Material for this task

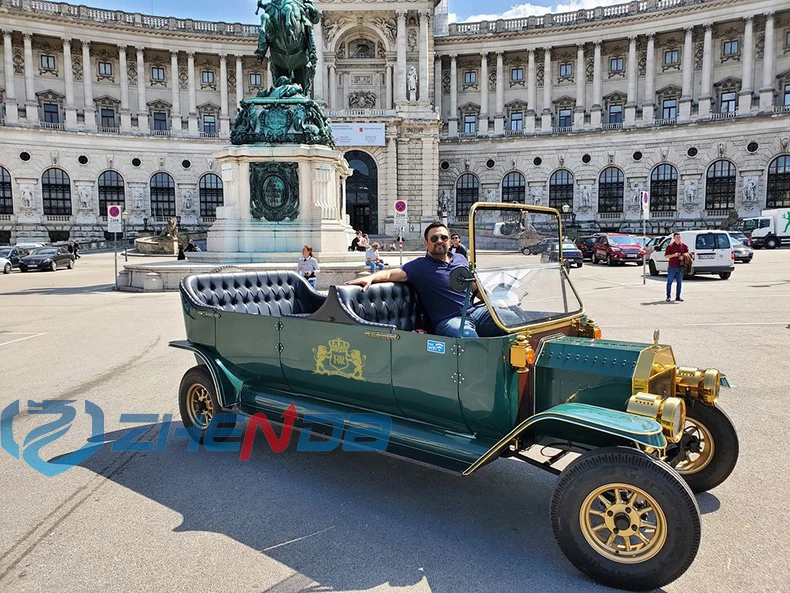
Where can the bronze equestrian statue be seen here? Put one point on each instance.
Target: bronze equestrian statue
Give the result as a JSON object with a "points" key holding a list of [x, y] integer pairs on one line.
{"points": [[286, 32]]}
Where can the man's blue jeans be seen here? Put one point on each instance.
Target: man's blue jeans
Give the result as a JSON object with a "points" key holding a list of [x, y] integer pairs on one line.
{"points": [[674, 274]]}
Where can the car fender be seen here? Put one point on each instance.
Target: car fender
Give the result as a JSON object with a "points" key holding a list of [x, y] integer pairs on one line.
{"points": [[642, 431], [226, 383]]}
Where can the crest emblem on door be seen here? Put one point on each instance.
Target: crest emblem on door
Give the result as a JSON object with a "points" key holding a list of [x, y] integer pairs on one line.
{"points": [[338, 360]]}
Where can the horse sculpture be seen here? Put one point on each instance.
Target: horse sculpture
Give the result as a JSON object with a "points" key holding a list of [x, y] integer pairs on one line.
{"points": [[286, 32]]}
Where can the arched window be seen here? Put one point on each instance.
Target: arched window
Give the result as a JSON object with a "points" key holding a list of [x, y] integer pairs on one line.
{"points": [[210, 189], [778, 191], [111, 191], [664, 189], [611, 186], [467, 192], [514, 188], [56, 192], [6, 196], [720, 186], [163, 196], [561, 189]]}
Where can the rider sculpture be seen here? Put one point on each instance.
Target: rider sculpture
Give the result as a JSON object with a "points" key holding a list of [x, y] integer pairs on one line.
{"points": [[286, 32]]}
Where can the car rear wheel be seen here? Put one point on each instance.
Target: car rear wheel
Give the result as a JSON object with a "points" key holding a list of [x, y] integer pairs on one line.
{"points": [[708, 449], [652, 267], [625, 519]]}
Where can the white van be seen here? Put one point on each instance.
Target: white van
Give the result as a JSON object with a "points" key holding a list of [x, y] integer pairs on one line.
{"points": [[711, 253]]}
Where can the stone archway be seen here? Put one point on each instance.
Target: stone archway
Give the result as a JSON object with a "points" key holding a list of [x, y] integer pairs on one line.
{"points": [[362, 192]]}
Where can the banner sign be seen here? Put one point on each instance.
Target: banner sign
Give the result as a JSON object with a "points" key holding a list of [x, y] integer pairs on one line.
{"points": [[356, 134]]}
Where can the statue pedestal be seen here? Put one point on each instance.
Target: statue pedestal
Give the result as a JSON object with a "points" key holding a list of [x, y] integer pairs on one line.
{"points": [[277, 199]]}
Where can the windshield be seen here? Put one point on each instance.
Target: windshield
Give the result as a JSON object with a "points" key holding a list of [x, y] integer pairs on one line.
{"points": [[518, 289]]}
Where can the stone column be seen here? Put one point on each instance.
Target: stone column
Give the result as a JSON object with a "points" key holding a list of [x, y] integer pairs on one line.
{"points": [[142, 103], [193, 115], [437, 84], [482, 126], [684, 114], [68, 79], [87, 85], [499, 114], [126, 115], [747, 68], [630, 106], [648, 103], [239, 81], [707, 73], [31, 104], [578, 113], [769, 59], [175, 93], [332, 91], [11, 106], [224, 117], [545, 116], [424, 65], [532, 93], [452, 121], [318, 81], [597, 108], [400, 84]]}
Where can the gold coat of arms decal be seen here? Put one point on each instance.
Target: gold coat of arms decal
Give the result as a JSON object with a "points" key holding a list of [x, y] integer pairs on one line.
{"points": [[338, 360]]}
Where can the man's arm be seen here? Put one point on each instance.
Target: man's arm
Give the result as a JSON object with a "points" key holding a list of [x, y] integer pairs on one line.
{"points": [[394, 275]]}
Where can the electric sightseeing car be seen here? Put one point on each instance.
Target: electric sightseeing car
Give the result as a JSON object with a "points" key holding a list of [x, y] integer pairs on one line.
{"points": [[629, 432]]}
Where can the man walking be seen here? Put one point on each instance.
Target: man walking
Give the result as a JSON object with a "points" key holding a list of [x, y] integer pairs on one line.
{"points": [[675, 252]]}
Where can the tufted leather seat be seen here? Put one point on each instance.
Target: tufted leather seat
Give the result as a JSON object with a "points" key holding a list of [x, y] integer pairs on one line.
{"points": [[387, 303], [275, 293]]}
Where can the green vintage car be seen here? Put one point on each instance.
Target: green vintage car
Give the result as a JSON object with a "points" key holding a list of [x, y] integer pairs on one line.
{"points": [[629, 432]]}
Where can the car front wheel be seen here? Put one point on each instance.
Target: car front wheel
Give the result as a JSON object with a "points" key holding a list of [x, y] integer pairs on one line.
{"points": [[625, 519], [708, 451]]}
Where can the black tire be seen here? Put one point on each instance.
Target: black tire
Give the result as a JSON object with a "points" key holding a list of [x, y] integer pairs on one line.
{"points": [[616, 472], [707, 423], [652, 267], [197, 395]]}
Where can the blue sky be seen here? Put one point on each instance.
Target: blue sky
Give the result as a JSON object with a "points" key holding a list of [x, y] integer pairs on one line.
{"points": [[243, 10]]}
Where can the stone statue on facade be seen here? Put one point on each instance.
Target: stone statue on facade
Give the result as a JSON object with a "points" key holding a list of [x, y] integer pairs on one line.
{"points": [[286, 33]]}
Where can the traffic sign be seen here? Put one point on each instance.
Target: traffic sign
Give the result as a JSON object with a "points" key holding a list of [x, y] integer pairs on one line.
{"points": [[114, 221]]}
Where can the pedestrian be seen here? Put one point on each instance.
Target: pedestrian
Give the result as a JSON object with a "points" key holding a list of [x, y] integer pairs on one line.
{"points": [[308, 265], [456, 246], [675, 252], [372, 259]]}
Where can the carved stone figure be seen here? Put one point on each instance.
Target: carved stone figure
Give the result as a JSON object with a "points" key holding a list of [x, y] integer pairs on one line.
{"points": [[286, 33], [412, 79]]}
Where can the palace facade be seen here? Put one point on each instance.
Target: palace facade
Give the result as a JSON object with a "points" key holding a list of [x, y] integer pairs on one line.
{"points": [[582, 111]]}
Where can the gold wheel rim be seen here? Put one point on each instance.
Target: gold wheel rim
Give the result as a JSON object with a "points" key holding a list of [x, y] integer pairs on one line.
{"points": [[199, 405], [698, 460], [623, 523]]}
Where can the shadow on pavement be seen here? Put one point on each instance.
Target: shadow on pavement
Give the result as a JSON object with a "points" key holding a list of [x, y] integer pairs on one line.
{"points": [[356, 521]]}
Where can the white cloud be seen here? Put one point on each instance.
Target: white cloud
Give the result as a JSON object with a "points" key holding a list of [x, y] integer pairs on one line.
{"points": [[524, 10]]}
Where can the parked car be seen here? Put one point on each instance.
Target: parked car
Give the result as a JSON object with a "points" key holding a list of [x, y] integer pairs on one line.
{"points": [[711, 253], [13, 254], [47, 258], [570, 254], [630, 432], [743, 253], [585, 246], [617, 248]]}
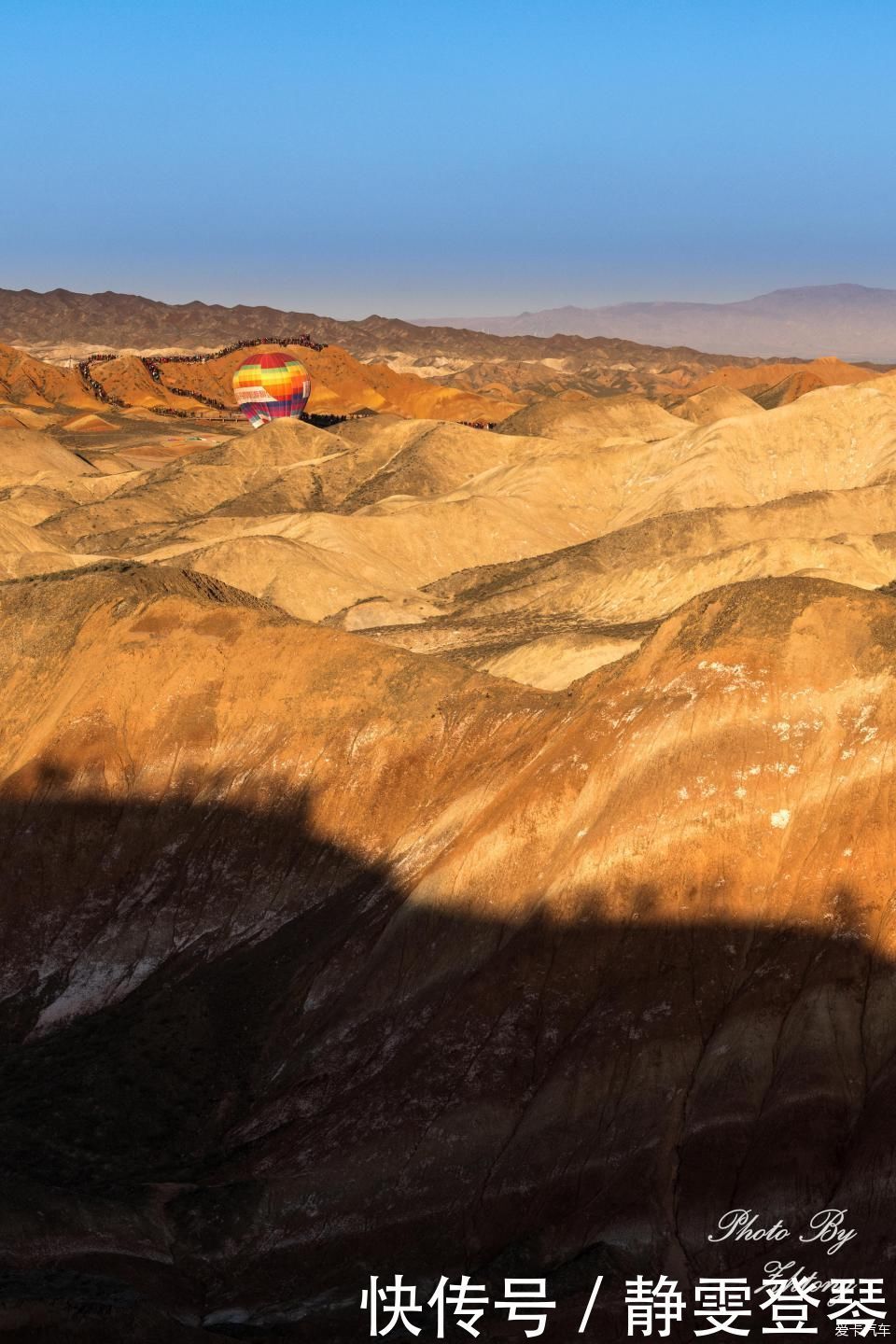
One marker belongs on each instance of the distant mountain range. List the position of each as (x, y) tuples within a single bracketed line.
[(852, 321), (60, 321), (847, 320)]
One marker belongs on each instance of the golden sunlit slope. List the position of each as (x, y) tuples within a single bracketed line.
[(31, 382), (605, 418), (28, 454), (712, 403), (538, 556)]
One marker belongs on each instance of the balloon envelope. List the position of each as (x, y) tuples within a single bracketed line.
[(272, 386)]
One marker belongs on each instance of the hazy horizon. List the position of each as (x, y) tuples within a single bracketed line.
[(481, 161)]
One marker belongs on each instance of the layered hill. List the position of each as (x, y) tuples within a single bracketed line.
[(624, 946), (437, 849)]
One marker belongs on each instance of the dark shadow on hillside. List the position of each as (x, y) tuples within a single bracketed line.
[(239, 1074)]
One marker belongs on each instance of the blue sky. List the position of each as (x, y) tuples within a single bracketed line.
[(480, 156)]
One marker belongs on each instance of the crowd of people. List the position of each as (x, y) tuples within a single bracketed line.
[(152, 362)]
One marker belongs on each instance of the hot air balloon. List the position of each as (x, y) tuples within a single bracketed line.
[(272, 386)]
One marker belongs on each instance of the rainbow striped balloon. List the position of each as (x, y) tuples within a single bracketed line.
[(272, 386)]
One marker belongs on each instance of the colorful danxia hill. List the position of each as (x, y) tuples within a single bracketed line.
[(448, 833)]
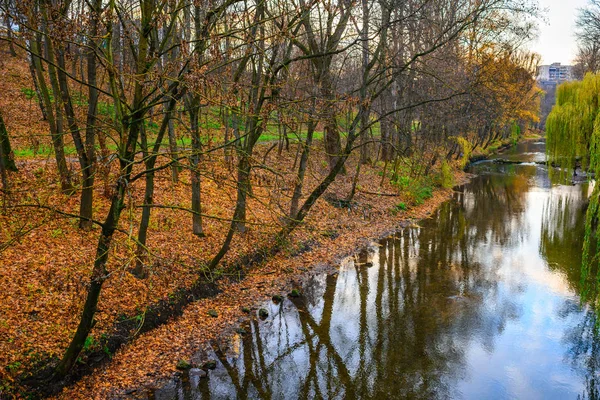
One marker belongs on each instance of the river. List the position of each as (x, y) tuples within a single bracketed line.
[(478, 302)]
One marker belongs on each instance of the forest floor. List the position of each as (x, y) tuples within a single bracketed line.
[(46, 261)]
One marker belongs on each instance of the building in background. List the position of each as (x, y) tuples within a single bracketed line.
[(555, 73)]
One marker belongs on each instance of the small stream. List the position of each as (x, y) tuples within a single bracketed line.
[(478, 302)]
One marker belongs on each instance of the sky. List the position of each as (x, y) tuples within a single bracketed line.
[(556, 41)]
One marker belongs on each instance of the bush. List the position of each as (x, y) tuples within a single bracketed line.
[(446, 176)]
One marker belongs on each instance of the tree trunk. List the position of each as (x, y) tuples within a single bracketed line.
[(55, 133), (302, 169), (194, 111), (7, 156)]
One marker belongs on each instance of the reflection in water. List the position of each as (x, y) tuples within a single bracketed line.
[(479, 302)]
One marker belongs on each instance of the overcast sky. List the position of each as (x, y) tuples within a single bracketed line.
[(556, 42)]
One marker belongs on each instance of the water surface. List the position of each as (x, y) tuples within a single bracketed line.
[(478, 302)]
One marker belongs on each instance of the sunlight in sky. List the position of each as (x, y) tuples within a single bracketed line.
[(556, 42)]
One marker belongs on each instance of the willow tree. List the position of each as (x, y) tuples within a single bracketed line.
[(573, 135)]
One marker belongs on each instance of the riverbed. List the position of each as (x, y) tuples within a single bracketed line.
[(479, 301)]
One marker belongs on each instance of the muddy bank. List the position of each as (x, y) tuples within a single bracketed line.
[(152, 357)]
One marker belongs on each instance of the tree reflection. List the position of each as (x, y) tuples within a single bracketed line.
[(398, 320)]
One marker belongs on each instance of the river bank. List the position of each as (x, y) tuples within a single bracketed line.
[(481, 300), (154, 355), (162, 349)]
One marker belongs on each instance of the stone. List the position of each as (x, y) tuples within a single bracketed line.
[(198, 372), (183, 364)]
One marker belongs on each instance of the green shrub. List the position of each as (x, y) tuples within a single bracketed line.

Task objective
Reproduce the part of the data that opens with the line containing "One marker belongs on each instance of the distant" and closes with the line containing "[(152, 362)]", character for character and including both of those lines.

Correct output
One marker belongs on each instance of the distant mountain range. List the position of each as (x, y) tuples within a single bracketed line.
[(852, 321), (60, 321), (847, 320)]
One marker belongs on each instance of the golden sunlit slope. List the position of each as (x, y) tuples within a single bracketed line.
[(31, 382), (605, 418), (28, 454), (712, 403), (538, 556)]
One marker belongs on each instance of the balloon envelope. List the position of each as (x, y) tuples within a single bracketed line.
[(272, 386)]
One marker belongs on each instance of the hazy horizon. List the position of each as (x, y) tuples within a single bracketed line.
[(481, 161)]
One marker belongs on each instance of the layered hill. List the position of each as (x, y) tuples within a single bracketed line.
[(624, 946), (437, 849)]
One marker belongs on each instance of the dark shadow on hillside. List the position of each as (x, y) tuples within a single bracketed line.
[(239, 1074)]
One marker belongs on each instance of the blue sky. List the position of each as (x, y) tuples within a single bracketed line.
[(480, 156)]
One marker belongs on each instance of the crowd of people. List the position of each as (x, y) tuples within a single bracketed line.
[(152, 362)]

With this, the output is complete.